***** The records *****

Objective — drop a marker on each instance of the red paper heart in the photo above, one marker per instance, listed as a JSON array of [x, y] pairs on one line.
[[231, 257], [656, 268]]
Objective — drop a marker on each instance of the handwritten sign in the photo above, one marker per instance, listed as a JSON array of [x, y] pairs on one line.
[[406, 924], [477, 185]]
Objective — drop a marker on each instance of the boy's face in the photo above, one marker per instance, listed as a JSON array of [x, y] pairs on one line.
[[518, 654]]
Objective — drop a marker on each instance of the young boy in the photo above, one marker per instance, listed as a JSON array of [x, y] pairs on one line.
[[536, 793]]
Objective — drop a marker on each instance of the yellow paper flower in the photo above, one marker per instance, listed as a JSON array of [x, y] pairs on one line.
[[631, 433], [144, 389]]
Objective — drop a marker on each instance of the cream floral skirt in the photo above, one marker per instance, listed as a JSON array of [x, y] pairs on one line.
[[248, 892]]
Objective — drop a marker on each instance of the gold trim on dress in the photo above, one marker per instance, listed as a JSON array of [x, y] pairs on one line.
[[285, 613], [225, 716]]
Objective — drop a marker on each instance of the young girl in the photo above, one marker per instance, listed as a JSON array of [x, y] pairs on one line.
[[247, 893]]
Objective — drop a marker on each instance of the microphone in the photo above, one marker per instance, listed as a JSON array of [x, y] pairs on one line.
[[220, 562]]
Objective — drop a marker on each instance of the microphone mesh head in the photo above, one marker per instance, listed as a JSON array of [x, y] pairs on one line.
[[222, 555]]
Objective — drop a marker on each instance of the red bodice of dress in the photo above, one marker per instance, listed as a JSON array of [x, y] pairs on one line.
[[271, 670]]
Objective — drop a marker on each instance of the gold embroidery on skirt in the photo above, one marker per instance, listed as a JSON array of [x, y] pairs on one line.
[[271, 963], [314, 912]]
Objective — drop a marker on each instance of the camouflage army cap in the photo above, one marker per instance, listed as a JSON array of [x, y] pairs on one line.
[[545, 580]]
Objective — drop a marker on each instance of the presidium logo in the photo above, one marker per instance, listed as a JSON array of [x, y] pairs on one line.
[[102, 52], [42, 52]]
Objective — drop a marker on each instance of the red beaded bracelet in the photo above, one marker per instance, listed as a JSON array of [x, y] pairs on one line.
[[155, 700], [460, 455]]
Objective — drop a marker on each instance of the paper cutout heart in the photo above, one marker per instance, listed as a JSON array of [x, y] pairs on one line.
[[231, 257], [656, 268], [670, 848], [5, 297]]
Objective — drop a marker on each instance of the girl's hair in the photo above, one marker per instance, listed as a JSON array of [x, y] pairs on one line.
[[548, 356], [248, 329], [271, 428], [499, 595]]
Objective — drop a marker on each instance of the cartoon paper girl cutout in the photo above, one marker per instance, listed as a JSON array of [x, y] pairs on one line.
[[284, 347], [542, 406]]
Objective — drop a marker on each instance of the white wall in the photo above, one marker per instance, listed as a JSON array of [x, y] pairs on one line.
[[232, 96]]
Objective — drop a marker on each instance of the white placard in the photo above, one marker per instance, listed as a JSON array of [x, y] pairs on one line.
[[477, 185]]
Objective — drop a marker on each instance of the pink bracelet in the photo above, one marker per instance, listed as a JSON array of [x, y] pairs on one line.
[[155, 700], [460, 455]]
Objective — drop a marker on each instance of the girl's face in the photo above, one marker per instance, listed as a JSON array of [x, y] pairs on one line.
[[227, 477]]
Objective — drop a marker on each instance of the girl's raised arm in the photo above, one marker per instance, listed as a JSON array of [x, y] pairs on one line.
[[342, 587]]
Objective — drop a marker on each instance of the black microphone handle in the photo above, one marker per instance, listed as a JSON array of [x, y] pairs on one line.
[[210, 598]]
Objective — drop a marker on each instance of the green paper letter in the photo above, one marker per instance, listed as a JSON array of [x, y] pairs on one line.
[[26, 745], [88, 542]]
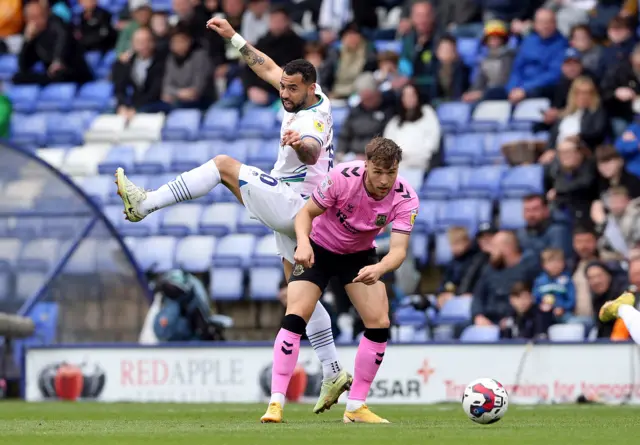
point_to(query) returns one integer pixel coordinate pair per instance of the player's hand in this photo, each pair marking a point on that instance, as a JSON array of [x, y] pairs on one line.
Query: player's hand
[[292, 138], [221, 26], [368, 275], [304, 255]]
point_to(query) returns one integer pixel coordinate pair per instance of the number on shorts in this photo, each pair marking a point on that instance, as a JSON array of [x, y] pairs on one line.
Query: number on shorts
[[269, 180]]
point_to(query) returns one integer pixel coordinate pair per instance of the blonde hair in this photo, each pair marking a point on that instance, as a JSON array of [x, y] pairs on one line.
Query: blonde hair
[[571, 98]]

*****

Task to carry out
Print every line of the data exactly. Pictures do not belong in the copy.

Reply to the task
Objective — drop a marker on each instance of the red paper heart in the photo above, one marker per instance, listed as a JSON array of [x, y] pairs on one line.
[[231, 257], [656, 268]]
Objective — drop a marker on each instance of the handwritten sign in the photo above, one marker per instance, listed as a JSON array of [x, y] pairs on one line.
[[406, 924], [477, 185]]
Objective — drop a marker on each instance of the boy's face in the photo above, one marker per instance, listed as a JSON array of [x, y] pairs on one line.
[[518, 654]]
Objective — drop a marker on each instance of the young boy in the photo above, one marker per instance, listed as a JSON array of [x, y] pairs on one line.
[[536, 793]]
Objective — drop a marker on each instance of the yellow paper flower in the photo above, one marker per instance, listed as a JSON array of [x, y] pairs on one line.
[[631, 433], [144, 389]]
Objective — drop a marker on each instance of the cream floral skirt in the photo above, one marker per instance, listed as a JSON array of [x, y] pairs on one line.
[[248, 892]]
Objective — drop a marker on each instance of the gold trim on dress in the photo above, one marker per instance, listed as a JSON array of [x, y] pairs on one line.
[[285, 613], [225, 716]]
Objective — drop a marker on each instance of the young girl in the photo above, one marker per instance, listed as a JSON array of [x, y] pairs on one line.
[[247, 893]]
Objective — drop a marker on each instance of the microphone in the photo above, one marker per instance, listed as a JSON array of [x, y] pairs on one line.
[[220, 562]]
Objective — drop a marker on each instance of the microphone mesh head in the photo above, one marker per instance, listed as a JSON array of [x, y] pairs on one line.
[[222, 555]]
Objective — drop a marker on each instance of the red bodice of dress in the photo above, one marker per instance, listed as a JSON array of [x, y] pairs on one line.
[[271, 670]]
Objective — drop a marker on each instance of the gold embroidery on skirt in the photo above, one marker per instance, listed as a JSON array of [x, y] pairs on one line.
[[271, 963], [314, 912]]
Objective — drop a marker on each instance of the camouflage army cap in the photo above, one marker per instance, listed as a JSON array of [x, y] pairs on one line.
[[545, 580]]
Objective — drop a marker on each instance of the presidium logo in the photo above, one marker per instance, listed as a JSON array of [x, y] pairs on one line.
[[102, 52], [42, 52]]
Objective — drop a marker on each instance of the red beaded bracelet in the photo above, one marker per instance, listed as a JSON array of [x, y] pairs on one line.
[[155, 700], [460, 455]]
Objective — drop a marker on each instance of the paper cutout heart in the photo above, one marker per instance, listed as a JSON array of [x, y] pairs on one line.
[[231, 257], [656, 268], [670, 848], [5, 297]]
Objective — drop a marker on each instance of the girl's hair in the photo above, one marker per instance, listed as a JSON array of [x, y] pairs on one line.
[[548, 356], [248, 329], [271, 428], [499, 595]]
Objective — drop a marker on each instance of the cartoon paper girl cutout in the photo above, one marker per instance, listed as a JSON array of [x, y] pairs on one line.
[[284, 347], [542, 406]]
Objective — drop a marker on each instance of the white wall in the photo above, one marker per instance, listed as a JSON array of [x, y] pairs on one line.
[[232, 96]]
Objective — drop a marker on each instance of the white placard in the photo above, one marker per instance, listed as a JSON array of [x, y] pairs on one line.
[[477, 185]]
Objective — drop a marker on each instance of the pink bracelet in the photo above, one marker per instance, listed as a JSON array of [x, y] pairs on one line.
[[155, 700], [460, 455]]
Objective — drop a marker on each instance of the girl's face in the photo above, one marker per instance, listed as a JSON array of [x, y] pairs on one line.
[[227, 477]]
Objective — drop a marker on each instance of the girl's raised arm in the photo above, one marker per instance, listed as a JSON array of [x, y] pairs on one line.
[[342, 587]]
Objective — drop a marker on each instance of the black microphone handle in the photo above, one marker per instance, listed as a JSON array of [x, y] pairs on one line.
[[210, 598]]
Objective — drop a marker on each instance of the green paper letter in the photo above, one marker per instance, listed as a JSON array of [x, y] pairs on one line.
[[26, 745], [88, 542]]
point_to(query) returns one integer pixel coordinate pair per instance of the player's hand in this photo, each pair marking a point on that instance, as a JSON array of [x, y] pairs on one line.
Query: player's hand
[[292, 138], [221, 26], [368, 275], [304, 255]]
point_to(query) returns one integer pixel coordinate pair per instance of the number on shorts in this photo, each pair marking a point on that instance, as a JSON array of [x, y] pairs on one line.
Query: number on shorts
[[269, 180]]
point_to(query) returns one integer pixel coordinate pair per instance of the blonde hair in this photo, each pair marking a point on that instance, as a JSON array of [x, y] pairs on one line.
Query: blonde hair
[[571, 98]]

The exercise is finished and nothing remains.